源文档 |

++++++

28.13 stat_bin_hex()

stat_bin2d()的六边形版本

Computed variables

count: number of points in bin
density: density of points in bin, scaled to integrate to 1
ncount: count, scaled to maximum of 1
ndensity: density, scaled to maximum of 1

默认几何形状

geom_hex()

适用几何形状

geom_hex()

penguins %>% 
  ggplot(aes(x = bill_length_mm, y = bill_depth_mm)) +
  layer(
    geom = "hex",
    stat = "binhex",
    position = "identity"
  )

penguins %>% 
  ggplot(aes(x = bill_length_mm, y = bill_depth_mm)) +
  stat_bin_hex(
    geom = "hex"
  )

penguins %>% 
  ggplot(aes(x = bill_length_mm, y = bill_depth_mm)) +
  geom_hex(
    stat = "binhex"
  )

可以根据 Computed variables 画出更多的几何形状

penguins %>% 
  ggplot(aes(x = bill_length_mm, y = bill_depth_mm)) +
  layer(
    geom = "text",
    stat = "binhex",
    mapping = aes(label = stage(NULL, after_stat = count)),
    position = "identity"
  )

28.14 stat_density_2d()

二维核密度估计，二维版本的stat_density()

不计算等高线 (contour = FALSE)
- count: number of points in bin
- density: density of points in bin, scaled to integrate to 1
- ncount: count, scaled to maximum of 1
- ndensity: density, scaled to maximum of 1
计算等高线 (contour = TRUE)

++++++

记录信息 |
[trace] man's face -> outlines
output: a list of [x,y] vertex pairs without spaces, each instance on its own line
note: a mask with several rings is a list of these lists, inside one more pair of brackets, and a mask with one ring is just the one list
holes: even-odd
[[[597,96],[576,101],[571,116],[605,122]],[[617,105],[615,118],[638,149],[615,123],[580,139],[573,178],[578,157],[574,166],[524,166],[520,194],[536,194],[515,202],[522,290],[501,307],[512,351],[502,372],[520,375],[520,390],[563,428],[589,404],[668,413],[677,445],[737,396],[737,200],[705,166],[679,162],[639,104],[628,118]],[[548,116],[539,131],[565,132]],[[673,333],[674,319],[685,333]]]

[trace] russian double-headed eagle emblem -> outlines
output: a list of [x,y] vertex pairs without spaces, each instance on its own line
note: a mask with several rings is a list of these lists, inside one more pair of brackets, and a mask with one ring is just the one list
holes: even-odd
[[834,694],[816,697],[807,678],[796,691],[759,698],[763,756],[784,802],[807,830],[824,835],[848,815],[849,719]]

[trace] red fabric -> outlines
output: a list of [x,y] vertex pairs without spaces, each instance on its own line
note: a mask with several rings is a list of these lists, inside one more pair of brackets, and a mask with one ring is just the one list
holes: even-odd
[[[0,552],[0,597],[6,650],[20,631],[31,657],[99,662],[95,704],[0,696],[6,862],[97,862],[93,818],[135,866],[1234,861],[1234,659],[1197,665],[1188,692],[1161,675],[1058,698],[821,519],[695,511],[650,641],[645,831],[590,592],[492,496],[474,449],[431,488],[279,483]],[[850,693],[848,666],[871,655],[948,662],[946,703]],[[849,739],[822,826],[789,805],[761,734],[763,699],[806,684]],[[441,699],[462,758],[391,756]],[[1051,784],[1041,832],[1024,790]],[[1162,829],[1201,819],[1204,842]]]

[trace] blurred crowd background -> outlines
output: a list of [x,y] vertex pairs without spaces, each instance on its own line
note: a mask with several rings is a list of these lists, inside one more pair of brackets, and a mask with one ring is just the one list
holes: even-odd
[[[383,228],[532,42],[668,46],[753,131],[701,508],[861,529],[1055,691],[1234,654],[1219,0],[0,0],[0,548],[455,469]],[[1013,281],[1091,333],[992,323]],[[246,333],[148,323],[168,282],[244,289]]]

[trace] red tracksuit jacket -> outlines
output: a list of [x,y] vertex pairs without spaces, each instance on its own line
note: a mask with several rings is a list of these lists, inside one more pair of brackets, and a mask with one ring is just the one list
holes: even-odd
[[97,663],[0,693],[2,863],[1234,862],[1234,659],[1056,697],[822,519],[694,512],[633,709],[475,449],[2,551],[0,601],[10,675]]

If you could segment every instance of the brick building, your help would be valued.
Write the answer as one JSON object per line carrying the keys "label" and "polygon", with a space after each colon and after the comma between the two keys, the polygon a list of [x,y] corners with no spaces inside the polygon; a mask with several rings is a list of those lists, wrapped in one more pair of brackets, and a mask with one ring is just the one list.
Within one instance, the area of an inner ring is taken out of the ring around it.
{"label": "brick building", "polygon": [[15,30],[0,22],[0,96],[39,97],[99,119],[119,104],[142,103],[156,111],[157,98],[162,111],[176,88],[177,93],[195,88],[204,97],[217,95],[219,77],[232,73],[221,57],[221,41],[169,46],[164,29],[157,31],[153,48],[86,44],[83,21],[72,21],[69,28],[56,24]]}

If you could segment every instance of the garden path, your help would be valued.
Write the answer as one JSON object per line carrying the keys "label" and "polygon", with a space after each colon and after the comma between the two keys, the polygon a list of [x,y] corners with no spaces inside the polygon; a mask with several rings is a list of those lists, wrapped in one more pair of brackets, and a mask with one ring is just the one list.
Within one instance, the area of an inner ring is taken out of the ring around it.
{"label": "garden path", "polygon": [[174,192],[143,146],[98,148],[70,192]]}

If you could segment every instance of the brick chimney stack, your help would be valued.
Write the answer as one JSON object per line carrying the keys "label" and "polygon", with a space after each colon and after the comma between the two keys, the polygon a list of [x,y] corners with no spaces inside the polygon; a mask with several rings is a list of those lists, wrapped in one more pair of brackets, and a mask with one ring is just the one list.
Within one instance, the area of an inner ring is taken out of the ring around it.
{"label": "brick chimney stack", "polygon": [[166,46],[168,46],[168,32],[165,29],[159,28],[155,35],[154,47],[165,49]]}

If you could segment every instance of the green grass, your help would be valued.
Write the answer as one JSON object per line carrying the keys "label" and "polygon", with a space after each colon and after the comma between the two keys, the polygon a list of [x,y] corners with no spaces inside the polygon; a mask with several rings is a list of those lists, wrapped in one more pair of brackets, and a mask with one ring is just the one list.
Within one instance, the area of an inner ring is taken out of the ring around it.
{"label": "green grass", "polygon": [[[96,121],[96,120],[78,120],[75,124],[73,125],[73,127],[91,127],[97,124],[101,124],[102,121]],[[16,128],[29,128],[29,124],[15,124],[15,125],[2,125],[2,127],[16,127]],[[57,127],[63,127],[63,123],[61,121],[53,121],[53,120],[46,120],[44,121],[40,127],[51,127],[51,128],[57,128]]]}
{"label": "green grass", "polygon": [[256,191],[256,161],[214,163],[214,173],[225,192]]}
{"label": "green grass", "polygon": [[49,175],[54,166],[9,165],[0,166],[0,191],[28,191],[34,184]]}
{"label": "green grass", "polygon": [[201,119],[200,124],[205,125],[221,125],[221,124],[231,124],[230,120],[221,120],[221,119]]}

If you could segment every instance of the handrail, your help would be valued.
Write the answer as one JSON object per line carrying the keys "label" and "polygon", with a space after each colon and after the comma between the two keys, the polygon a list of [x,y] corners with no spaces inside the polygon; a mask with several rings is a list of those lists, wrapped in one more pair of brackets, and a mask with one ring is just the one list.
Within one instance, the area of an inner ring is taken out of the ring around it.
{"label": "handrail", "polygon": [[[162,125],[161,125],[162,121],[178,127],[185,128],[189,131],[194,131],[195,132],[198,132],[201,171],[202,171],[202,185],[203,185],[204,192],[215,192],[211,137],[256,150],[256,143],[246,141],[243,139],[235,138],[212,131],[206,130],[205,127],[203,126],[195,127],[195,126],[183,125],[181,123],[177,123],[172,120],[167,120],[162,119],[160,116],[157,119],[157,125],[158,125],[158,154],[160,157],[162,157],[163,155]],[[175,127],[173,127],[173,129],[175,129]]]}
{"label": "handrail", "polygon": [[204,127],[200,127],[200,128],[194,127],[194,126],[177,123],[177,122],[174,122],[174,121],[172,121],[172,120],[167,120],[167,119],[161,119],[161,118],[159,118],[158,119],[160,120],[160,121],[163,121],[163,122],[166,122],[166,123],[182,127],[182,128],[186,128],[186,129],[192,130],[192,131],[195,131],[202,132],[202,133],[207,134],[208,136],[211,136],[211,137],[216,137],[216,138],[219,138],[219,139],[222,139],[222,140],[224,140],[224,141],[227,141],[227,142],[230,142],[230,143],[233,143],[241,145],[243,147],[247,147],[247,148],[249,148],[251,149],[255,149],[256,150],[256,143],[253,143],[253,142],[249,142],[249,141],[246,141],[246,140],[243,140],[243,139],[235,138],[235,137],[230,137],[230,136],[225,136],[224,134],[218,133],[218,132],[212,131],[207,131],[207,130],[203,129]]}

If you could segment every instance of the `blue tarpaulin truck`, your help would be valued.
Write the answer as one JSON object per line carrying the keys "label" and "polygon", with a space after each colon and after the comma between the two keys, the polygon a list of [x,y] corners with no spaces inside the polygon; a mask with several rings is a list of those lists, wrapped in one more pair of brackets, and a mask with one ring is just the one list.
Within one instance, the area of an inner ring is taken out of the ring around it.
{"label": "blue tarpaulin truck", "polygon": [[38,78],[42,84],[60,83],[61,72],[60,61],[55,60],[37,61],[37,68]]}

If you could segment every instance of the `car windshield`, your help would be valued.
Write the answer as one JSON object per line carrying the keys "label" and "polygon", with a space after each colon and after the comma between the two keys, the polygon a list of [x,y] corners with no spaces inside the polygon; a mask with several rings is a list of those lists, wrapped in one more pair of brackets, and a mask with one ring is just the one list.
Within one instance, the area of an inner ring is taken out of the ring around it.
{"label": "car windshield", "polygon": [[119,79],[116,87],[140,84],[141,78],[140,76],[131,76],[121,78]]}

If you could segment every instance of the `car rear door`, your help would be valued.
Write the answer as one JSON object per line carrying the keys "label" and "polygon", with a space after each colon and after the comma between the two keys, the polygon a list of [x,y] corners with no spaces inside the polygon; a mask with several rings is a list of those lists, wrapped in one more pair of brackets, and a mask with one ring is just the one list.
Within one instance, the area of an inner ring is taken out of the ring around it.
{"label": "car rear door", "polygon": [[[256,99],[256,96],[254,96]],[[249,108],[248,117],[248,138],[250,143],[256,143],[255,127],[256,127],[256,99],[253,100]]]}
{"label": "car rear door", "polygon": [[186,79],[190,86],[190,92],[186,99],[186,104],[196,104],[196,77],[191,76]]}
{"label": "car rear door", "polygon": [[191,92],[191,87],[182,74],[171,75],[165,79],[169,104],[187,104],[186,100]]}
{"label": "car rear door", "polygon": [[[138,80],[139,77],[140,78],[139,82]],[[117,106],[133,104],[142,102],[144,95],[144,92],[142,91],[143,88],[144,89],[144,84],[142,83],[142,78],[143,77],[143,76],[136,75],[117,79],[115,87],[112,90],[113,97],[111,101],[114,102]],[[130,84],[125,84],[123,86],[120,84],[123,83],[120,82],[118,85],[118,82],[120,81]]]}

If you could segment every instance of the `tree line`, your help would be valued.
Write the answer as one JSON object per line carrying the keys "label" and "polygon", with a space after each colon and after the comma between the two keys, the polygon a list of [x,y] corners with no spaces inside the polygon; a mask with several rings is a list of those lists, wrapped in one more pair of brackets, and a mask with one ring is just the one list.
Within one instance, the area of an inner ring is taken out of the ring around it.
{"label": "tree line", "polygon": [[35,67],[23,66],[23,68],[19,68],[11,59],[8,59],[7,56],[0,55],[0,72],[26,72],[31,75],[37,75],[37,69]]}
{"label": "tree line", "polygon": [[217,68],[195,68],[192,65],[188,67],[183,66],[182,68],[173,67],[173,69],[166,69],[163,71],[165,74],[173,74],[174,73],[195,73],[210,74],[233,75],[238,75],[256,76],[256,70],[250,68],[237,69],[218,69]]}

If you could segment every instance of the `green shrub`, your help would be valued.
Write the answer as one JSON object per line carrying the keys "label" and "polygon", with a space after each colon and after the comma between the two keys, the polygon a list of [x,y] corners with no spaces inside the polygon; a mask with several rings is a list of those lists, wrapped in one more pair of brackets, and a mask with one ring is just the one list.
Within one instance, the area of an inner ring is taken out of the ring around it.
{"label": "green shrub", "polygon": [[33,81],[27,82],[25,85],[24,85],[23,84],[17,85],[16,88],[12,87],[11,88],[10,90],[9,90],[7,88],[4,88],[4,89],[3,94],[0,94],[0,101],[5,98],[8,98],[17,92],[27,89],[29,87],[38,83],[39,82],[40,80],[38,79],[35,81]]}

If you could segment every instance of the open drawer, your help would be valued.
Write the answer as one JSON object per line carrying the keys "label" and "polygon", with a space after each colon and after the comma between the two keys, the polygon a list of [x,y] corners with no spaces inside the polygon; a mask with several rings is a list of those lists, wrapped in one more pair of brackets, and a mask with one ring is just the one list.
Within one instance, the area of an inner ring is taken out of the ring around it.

++++++

任务简述 1 | 请逐字照录源文档中的一段文字，从含有“二维核密度估计，二维版本的stat_density()”的那句开始，到“(contour = TRUE)”为止。
任务简述 2 | 根据源文档，stat_bin_hex() 的默认几何形状是什么？

完整回答 1 |
二维核密度估计，二维版本的stat_density()

不计算等高线 (contour = FALSE)
- count: number of points in bin
- density: density of points in bin, scaled to integrate to 1
- ncount: count, scaled to maximum of 1
- ndensity: density, scaled to maximum of 1
计算等高线 (contour = TRUE)

完整回答 2 | stat_bin_hex() 的默认几何形状是 geom_hex()。